READING TEXT:
====

Photo courtesy of Conor Horgan

 

I would firstly like to wholeheartedly thank the members of the Citizens’ Assembly for their work and service over the past number of weeks. The dignified and compassionate way in which members listened to expert evidence, voiced their concerns and reached their conclusions was a testament to the complexity of the issue they considered and the people it affects. They did themselves and the Irish people proud and they deserve our thanks and praise.

 

In terms of their recommendations for the Eighth Amendment, I’m embarrassed to admit that I was surprised by them. I did not realise that Ireland and its citizens had developed and progressed as far as we clearly have when it comes to the issue of abortion.

 

However, I suppose in retrospect, it almost seems logical that the assembly would recommend access to abortion at the request of the woman. As assembly chair Justice Laffoy said, the members of the assembly were “afforded the unique opportunity… to withdraw from the polarising perspectives and begin first and foremost with the facts.”

 

When presented with the facts, with the wide range of ethical, medical, legal and practical evidence that the members received, with the heart-breaking testimony of women who have been affected by the Eighth Amendment and the impact of that archaic provision on women’s health and their healthcare, how could the assembly not have decided how they did?

 

How could you hear about the amendment’s utter failure to prevent abortion in Ireland and instead how it simply forces Irish women to travel or unsafely administer abortifacients at home and not decide that this could continue no longer?

 

That even legislating for the so-called “middle ground” of abortion access would still send thousands of Irish women overseas and continue to treat them with disdain, disrespect and an utter lack of compassion?

 

None of us should have been surprised. The Citizen’s Assembly listened to the evidence and made their recommendations based on fact, evidence and best practice. It’s high time that access to abortion in Ireland reflected the values of the modern, secular and progressive country that we now live in and afforded Irish women complete and total bodily autonomy. The assembly spoke and now it’s up to the Oireachtas to listen.

 

The Chosen Few

 

The key theme of the assembly’s recommendations is one of equality. The reality is that women have abortions for a huge array of reasons and every woman who does should be treated equally as a result, no matter their circumstance. If enacted, these recommendations mean that women would not only have reproductive rights, they would be equal to all other women when it comes to exercising those rights.

 

We now find ourselves in a situation where, for the first time in Irish history, there is a distinct possibility that women’s access to abortion could be universal. In our national discourse, women would no longer be divided into categories of who can and who can’t have full autonomy, because it is a women’s autonomy at stake.

 

When we divide between women who are worthy of abortion access and those who aren’t, it’s their own control over their lives that we consider.  The political reaction to the assembly’s decision has been that the recommendations are too radical, that we must continue to divide between women who can and women who can’t but what does that mean in reality? It means we entrench discrimination based on socio-economic circumstances and minority and disadvantaged status in our abortion laws.

====

THE TASK:
Translate this sentence from the piece on the Citizens' Assembly into Spanish: "The key theme of the assembly’s recommendations is one of equality."

====

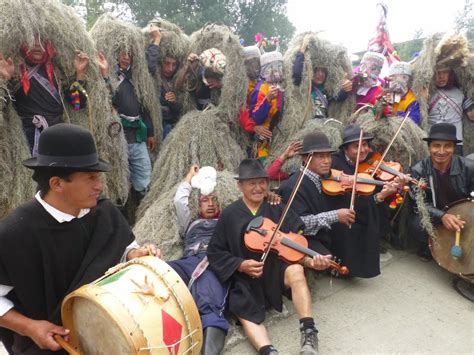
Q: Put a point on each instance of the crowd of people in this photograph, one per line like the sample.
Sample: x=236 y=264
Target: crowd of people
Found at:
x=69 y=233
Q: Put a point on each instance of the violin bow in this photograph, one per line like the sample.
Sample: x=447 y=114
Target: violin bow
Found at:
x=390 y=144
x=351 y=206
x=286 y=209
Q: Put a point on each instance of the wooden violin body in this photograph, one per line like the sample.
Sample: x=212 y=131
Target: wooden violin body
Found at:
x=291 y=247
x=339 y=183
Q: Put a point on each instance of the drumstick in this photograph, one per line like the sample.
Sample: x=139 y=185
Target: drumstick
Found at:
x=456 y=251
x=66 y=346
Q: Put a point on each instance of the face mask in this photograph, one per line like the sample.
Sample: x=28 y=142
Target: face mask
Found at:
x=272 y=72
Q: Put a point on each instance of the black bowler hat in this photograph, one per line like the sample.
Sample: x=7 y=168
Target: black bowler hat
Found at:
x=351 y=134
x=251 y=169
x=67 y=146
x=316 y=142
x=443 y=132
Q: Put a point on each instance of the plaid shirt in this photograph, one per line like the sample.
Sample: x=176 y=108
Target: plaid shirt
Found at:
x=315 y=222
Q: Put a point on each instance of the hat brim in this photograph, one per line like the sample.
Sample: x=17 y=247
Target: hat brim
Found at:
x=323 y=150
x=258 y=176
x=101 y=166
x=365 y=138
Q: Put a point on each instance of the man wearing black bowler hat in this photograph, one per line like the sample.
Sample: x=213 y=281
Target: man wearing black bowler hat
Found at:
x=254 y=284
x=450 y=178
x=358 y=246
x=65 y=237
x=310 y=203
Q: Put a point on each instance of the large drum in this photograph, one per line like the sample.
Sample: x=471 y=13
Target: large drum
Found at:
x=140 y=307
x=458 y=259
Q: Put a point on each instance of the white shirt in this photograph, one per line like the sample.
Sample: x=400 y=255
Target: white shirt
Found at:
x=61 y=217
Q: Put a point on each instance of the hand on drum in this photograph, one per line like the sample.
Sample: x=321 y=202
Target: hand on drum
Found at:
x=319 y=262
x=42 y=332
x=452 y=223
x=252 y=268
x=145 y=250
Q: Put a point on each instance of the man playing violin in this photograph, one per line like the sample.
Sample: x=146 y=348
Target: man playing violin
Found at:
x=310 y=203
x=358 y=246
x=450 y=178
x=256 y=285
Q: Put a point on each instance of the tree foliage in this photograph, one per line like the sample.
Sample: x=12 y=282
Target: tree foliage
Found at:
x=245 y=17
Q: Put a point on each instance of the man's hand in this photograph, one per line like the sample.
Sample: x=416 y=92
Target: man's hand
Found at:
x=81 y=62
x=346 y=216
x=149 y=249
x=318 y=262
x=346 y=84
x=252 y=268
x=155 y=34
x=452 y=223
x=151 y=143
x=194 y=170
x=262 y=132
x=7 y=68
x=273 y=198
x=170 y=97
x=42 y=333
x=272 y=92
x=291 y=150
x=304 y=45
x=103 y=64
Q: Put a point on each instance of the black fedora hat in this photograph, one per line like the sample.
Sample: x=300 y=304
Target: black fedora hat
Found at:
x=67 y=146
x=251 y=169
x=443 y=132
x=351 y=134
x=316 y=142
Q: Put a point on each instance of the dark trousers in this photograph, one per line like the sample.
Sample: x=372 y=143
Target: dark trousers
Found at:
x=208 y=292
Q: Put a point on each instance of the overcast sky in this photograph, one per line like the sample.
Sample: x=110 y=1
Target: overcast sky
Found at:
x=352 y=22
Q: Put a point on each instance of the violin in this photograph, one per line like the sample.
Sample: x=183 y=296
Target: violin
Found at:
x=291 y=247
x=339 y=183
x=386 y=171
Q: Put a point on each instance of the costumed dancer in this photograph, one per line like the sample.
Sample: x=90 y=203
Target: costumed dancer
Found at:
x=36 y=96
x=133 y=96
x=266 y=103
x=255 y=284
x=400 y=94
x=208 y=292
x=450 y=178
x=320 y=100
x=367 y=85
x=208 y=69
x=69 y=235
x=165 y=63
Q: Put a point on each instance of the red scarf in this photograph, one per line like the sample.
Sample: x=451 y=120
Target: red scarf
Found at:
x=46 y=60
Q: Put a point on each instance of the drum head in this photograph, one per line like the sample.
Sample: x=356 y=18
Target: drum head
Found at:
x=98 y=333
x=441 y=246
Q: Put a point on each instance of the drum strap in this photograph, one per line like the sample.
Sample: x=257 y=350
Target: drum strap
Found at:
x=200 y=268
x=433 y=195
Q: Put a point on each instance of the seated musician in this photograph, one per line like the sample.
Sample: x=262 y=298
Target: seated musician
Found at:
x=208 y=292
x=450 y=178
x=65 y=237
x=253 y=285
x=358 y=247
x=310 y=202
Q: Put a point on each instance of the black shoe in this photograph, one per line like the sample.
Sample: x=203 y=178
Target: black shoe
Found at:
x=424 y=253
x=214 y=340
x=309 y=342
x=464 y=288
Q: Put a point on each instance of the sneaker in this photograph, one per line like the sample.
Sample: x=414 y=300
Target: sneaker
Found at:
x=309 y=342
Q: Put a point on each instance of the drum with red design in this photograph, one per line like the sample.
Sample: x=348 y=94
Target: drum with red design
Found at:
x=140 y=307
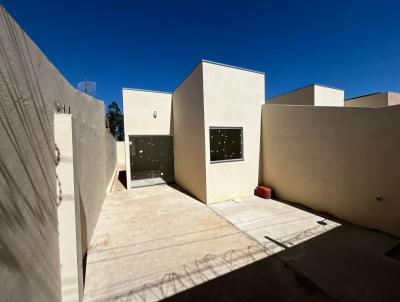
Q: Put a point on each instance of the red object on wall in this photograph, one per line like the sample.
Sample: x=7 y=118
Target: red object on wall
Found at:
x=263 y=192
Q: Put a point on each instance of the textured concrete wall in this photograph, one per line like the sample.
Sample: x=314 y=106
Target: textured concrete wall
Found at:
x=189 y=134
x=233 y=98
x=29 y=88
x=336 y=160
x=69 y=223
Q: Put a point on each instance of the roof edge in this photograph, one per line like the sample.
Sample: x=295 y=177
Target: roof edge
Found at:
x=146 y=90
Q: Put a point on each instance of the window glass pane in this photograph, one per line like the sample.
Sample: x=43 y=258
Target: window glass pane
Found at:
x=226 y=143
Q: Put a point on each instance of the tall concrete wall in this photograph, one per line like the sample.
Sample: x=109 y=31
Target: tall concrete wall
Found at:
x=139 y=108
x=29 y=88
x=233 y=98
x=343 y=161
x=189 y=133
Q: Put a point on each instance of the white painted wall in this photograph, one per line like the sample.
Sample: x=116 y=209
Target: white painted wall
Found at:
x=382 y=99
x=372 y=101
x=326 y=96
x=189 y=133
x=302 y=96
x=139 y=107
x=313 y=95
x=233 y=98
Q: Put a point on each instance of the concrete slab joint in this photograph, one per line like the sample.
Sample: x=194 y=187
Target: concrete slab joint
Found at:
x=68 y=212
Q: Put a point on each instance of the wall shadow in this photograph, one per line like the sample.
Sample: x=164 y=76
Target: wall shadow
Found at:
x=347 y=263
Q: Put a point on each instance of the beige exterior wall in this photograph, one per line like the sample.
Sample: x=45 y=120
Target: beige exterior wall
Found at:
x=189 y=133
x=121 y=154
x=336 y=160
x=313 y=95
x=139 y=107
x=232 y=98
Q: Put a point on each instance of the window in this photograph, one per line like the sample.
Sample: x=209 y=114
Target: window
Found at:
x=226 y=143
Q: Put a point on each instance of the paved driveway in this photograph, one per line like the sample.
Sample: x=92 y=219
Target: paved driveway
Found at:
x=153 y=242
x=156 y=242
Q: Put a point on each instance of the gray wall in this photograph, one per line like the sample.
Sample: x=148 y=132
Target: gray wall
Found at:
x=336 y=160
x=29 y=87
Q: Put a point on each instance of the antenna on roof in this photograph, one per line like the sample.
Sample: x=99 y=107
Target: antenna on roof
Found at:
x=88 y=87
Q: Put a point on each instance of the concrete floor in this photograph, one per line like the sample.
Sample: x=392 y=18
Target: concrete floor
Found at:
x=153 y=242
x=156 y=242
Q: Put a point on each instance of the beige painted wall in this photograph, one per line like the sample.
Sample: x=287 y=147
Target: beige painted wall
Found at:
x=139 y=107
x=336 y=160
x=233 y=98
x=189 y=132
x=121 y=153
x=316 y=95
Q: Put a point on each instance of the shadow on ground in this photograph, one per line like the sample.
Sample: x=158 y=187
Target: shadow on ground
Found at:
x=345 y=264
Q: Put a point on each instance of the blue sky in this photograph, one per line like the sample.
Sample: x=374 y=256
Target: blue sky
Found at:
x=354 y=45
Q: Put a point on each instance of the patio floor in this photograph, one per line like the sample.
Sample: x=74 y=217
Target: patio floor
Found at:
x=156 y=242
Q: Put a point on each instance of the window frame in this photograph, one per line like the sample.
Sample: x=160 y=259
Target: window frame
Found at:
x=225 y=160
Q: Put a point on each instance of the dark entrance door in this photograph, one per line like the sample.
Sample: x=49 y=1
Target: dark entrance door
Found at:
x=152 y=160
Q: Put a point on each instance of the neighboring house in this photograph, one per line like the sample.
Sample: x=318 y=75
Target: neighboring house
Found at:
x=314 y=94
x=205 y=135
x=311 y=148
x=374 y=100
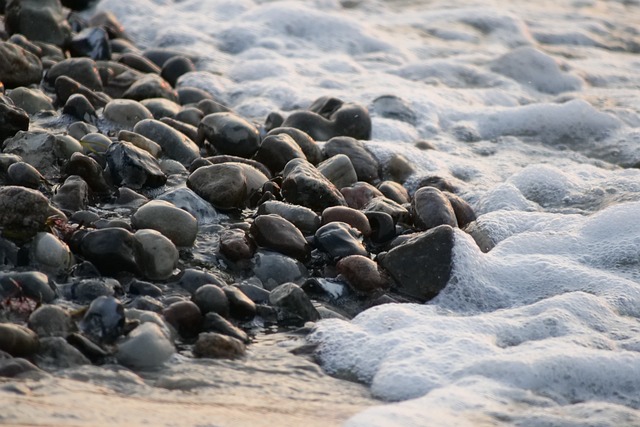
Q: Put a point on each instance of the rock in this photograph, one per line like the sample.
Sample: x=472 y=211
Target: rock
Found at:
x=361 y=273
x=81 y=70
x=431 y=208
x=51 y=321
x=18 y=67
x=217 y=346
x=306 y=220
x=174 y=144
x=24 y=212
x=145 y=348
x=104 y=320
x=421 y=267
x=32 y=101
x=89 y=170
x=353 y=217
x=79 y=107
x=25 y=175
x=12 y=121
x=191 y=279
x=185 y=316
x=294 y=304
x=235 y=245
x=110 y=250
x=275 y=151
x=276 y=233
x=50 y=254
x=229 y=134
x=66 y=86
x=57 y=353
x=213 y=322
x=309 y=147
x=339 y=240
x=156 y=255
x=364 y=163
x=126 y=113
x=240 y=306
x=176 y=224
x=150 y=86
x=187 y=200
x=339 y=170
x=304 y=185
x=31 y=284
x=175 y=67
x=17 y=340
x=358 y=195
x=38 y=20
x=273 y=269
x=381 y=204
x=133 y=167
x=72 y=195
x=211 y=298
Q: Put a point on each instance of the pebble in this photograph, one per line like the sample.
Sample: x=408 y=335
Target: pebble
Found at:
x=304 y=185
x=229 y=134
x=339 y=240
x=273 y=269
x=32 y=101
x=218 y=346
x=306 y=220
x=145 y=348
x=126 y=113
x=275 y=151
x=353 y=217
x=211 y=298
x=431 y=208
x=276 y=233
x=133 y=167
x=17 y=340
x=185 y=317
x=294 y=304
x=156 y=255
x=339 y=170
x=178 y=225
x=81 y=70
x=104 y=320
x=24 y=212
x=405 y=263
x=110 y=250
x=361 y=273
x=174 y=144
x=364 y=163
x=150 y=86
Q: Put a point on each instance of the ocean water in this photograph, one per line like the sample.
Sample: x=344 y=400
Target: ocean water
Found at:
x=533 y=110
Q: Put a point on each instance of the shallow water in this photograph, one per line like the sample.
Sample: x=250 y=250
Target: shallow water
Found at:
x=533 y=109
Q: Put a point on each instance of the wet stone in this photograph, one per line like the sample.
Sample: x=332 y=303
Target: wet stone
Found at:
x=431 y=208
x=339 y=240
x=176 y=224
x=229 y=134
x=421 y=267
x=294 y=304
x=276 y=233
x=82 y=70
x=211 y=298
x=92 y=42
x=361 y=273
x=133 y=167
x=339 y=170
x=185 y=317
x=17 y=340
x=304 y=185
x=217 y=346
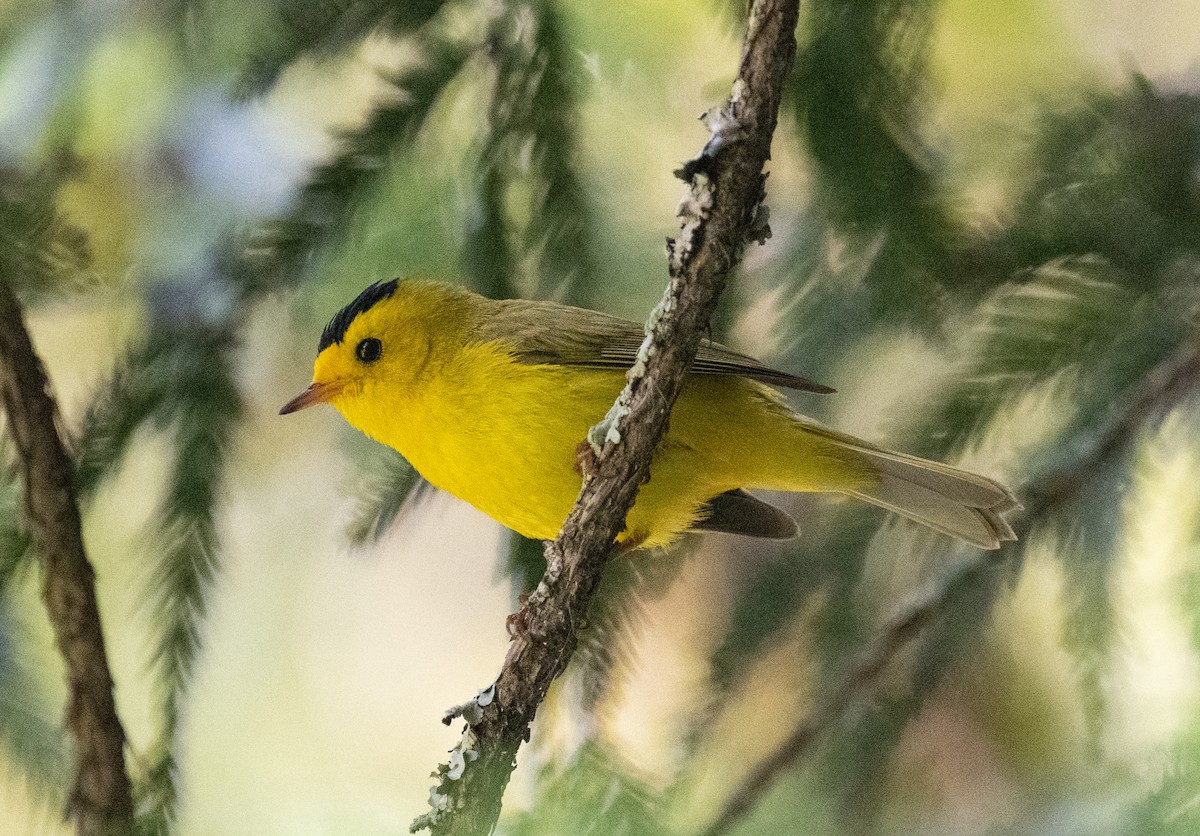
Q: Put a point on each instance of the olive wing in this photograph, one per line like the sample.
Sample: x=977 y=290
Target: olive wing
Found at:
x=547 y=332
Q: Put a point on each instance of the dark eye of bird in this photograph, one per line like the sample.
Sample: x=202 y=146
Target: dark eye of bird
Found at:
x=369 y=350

====

ANSWER TO THIS PROBLEM:
El tema central de las recomendaciones de la asamblea es el de la igualdad.